Aim — Find every line below that contains the word "wheel" and copy each of those lines in full. Matching is case-sensitive.

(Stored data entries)
** begin **
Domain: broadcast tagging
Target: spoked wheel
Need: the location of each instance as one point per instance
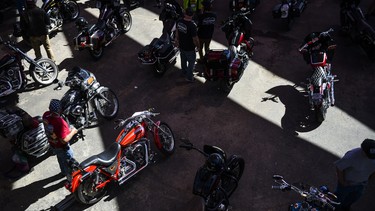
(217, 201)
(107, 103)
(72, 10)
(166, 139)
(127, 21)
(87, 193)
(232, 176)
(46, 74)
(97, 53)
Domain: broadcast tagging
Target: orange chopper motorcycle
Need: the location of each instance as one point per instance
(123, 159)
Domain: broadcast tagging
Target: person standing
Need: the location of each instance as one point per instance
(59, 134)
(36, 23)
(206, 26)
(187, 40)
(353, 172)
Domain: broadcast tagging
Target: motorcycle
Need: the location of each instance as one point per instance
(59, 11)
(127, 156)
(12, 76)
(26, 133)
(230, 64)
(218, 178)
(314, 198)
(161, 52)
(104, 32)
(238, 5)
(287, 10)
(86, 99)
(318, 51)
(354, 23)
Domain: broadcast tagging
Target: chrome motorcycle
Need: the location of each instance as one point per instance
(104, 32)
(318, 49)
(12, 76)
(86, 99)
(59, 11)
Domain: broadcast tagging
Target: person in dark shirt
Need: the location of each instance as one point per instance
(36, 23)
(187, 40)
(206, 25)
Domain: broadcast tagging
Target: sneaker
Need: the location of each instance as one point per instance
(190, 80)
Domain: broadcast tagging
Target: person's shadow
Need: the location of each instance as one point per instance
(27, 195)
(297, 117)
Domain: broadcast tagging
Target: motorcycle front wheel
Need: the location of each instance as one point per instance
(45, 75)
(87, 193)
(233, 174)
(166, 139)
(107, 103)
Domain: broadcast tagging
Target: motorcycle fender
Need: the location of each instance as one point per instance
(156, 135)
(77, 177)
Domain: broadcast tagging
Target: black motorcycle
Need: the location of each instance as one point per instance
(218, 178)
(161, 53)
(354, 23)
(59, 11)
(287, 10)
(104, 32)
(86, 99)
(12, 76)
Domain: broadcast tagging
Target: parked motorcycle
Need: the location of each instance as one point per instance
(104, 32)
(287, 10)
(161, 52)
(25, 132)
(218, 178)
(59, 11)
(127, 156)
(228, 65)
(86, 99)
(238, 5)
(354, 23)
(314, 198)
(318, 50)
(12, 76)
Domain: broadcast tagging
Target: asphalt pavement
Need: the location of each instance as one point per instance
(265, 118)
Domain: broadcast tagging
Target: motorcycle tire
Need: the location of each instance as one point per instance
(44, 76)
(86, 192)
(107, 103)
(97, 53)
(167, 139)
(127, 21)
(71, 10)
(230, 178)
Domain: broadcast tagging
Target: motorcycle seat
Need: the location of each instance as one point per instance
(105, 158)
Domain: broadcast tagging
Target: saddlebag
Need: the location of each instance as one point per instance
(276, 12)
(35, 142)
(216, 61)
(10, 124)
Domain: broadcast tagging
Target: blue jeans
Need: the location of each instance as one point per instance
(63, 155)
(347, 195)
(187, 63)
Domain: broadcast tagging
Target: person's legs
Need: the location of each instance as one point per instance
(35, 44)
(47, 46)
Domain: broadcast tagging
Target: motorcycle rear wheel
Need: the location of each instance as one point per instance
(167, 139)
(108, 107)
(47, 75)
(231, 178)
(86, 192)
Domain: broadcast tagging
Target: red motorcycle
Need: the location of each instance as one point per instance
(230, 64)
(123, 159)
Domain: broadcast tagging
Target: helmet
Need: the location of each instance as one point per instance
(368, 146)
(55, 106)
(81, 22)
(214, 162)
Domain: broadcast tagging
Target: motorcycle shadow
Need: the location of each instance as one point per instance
** end **
Worked solution —
Target: spoked wheel
Target: motorcycle front wheel
Target: motorcycle rear wheel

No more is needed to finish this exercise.